* Page excerpt
Hence, grayImage becomes the grayscale version of src 

and this value is returned and the procedure ends. Line 15 

shows another procedure being defined. This is the adaptive 

thresholding algorithm; it takes as input the output from the 

previous algorithm (grayImage) and returns threshedImage 

which will hold a threshed Image. Lines 16 to 19 initializes 

some variables, src which is set to the input image, 

blocksize with an initial value of 1, this variable holds odd 

values otherwise the final system will not execute, constant 

initialized to 10, this holds the value that specifies the area 

that should be threshed per iteration and maxValue set to 

255 represents the highest pixel value the threshed image 

can be and 0 representing the minimum pixel value. Lines 

20 to 22 implements the Gaussian algorithm. Lines 23 to 28 

implements a process to check if the resulting image from 

thresh is optimal if it is not the block size is increased by 2 

and the image is threshed again else the threshedImage is 

returned as the output of this procedure. 

Systems Activity Diagram 

The system’s activity diagram, represented in Fig. 2, 

shows the activities embedded in the system; it represents 

each process and decision making of the system. It shows 

that the system initializes and expects an image as input, if 

the image is loaded correctly then the system converts the 

loaded image to grayscale, else, it terminates the current 

process, a dynamic thresholding blocksize is then set on the 

grayscale image, which is then threshed according to the 

dynamic block size to make character segmentation easier, 

the text characters from the resulting image are then 

separated and displayed as output of the entire process. 

System Sequence Diagram 

The system’s sequence diagram, shown in Fig. 3, 

displays the system operating order, the system's primary 

function provides a GUI and allows the user to load the 

image using a file dialog, the input image is parsed to a 

function which converts it to grayscale image, this is 

then parsed to the function which dynamically sets the 

block size, the result of this is parsed to the thresh 

function which uses the Gaussian threshing to segment 

the image, then, based on this threshing, the extract text 

module extracts the interesting characters from the image 

and returns these texts as response on the GUI.

* Information shown
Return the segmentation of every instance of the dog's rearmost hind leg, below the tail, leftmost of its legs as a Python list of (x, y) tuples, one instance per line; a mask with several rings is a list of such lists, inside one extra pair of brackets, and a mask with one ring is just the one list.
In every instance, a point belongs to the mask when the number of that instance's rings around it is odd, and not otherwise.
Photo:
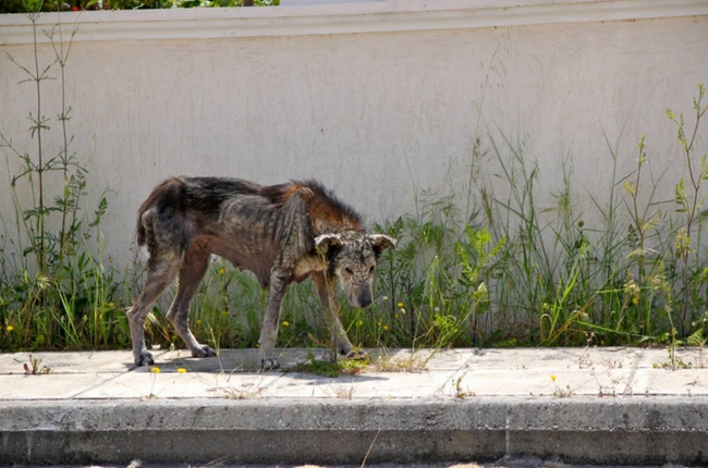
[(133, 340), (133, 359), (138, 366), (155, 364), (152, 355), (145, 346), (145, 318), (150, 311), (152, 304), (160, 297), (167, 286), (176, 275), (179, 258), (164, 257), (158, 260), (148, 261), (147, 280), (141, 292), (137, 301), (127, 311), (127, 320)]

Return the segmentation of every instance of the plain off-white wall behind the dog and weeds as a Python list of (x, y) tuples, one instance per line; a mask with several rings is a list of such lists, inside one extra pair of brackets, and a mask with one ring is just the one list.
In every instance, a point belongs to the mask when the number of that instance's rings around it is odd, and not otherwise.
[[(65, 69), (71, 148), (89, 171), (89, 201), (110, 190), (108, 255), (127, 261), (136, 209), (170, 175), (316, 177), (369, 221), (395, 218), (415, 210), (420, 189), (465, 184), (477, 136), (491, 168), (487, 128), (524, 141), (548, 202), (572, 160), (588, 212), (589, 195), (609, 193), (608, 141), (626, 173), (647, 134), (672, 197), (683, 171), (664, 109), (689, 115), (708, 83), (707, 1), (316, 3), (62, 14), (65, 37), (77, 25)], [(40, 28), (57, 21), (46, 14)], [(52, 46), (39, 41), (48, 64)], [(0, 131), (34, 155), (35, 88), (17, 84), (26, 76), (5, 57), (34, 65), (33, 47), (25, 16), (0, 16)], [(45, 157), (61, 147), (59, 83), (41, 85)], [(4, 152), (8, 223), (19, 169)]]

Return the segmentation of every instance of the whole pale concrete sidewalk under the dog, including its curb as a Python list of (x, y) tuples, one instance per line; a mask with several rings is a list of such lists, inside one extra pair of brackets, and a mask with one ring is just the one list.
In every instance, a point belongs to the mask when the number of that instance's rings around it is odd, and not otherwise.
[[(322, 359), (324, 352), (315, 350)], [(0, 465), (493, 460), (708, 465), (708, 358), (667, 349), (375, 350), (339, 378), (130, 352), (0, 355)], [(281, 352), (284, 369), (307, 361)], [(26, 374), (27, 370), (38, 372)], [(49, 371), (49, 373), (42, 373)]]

* Task requirements
a) Rewrite the passage on the text-extraction system from "loaded image to" up to and including "the entire process.", replacing "character segmentation" with "text segmentation".
b) Continue the passage on the text-extraction system from the point where it ends.

* Solved problems
a)
loaded image to grayscale, else, it terminates the current 

process, a dynamic thresholding blocksize is then set on the 

grayscale image, which is then threshed according to the 

dynamic block size to make text segmentation easier, 

the text characters from the resulting image are then 

separated and displayed as output of the entire process.

b)
System Class Diagram 

The system was implemented using Object-Oriented 

Programming. Hence the class diagram comprises 2 classes 

as shown in Fig. 4. The classes are categorised here. 

Ui_MainWindow.py 

This class creates the GUI. It inherits the 

QMainWindow class from PyQT. Gui package. It takes an 

input image and also displays the output extracted text 

Threshh.py 

This class receives the input image from the 

Ui_MainWindow class and performs several 

operations depending on the button clicked on the 

GUI. It essentially converts the image to greyscale, 

applies the adaptive thresholding algorithm and 

extracts the text by employing tesseract OCR using 

pytesseract module of python; the extracted text is 

sent back to the Ui_MainWindow. This class can also 

display the globally threshed image and the image that 

has adaptive thresholding applied to it. 

The Conceptual Model of the OCR System 

The conceptual model of the OCR system, as 

shown in Fig. 5, shows that the system takes in the 

image as input, carries out image conversion to 

grayscale, determine block size to apply, uses the 

custom thresh to the binarized image, extract text 

from pre-processed image and finally returns texts as 

the output of the whole process.  

The Essential Processes in the Model Are 

Convert Image to Grayscale 

This is the process of converting the input image to 

grayscale. That is all forms of color, apart from white 

and black in different shades and intensity is removed 

from the original image. OpenCV has an inbuilt 

function to help with this. 

Determine Blocksize 

This entails setting a value or values for different 

areas of the image. Our adaptive algorithm employs 

different blocksize to a different part of the image 

based on the properties of the interested region. This 

employs Algorithm 1.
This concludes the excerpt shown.